Vorgegebener Text =>
Let me doxx you! – Was Medienprofis über Anglizismen wissen sollten Peter Littger

Englisch oder doch Denglisch: Peter Littger zeigt, where the devil in the detail lies.

Salzburg – Peter Littger ist Journalist, sprachbesessener Autor und Buchautor („Hello in the round! Der Trouble mit unserem Englisch – und wie man ihn shootet“). Für die „Journalist:in“ zeigt er, was Medienprofis im Umgang mit ihrer Lieblingsfremdsprache beachten sollten. Diesmal Let me doxx you!: 

 

Kennen Sie schon das englische Wort „Doxing“? Redaktionen wie die BBC oder die „New York Times“ schreiben es wahlweise mit Doppel-x: „Doxxing“. In Zeiten des Kriegs bildet es einen neuen Standard im Netz. Und es ist Gift – womit ich keinen Anglizismus zum Ausdruck bringe. Doxing ist schließlich kein Geschenk – a gift. Vielmehr ist es ein Giftanschlag – eine toxische Handlung, die den Anspruch anderer auf Anonymität und auf den Schutz ihrer Privatsphäre missachtet. Das Ziel ist es, Menschen, die man als Gegner betrachtet, zu schaden, indem ihre persönlichen Daten gesucht und/ oder in Umlauf gebracht werden. Das Wörterbuch Merriam-Webster erklärt: „to publicly identify or publish private information about (someone) especially as a form of punishment or revenge“. Es geht also um Strafe und Rache.

Daten =>
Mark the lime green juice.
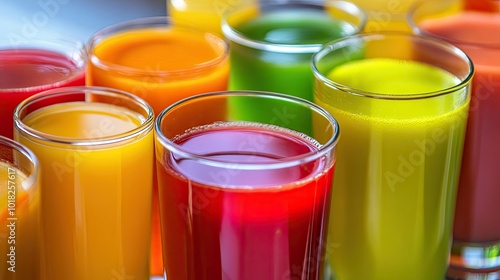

Aufgabe =>
Setzen Sie den Text über das Wort „Doxing“ im Anschluss an seinen letzten Satz fort.

Antwort =>
 

Dabei kann es sich um privates Cyberbullying oder auch eine Form von politisch motiviertem Hacktivism handeln. Zum Beispiel wenn Fotos, Adressen und Telefonnummern, Steuererklärungen, ärztliche Diagnosen und andere Vertraulichkeiten veröffentlicht werden. Während viele Fälle gar nicht erst an die große Glocke gehängt werden – many cases aren’t shouted from the rooftops –, gelangen auch immer wieder Beispiele an die Öffentlichkeit. Etwa, wenn Abtreibungsgegner in den USA Ärztinnen und Ärzte an den Pranger stellen und indirekt oder sogar direkt deren Tötung fordern. Oder wenn in Harvard Studentinnen und Studenten an den Pranger gestellt werden, weil sie sich für oder gegen Israel äußern.

 

In Deutschland konnten wir 2018 das Leak persönlicher Daten zahlreicher Mitglieder im Bundestag erleben. Und in der Türkei wurden die Privatadressen der meisten Wähler im Land publik, nachdem Wikileaks rund 300.000 E-Mails des türkischen Präsidenten Recep Tayyip Erdogan ins Netz gestellt hatte.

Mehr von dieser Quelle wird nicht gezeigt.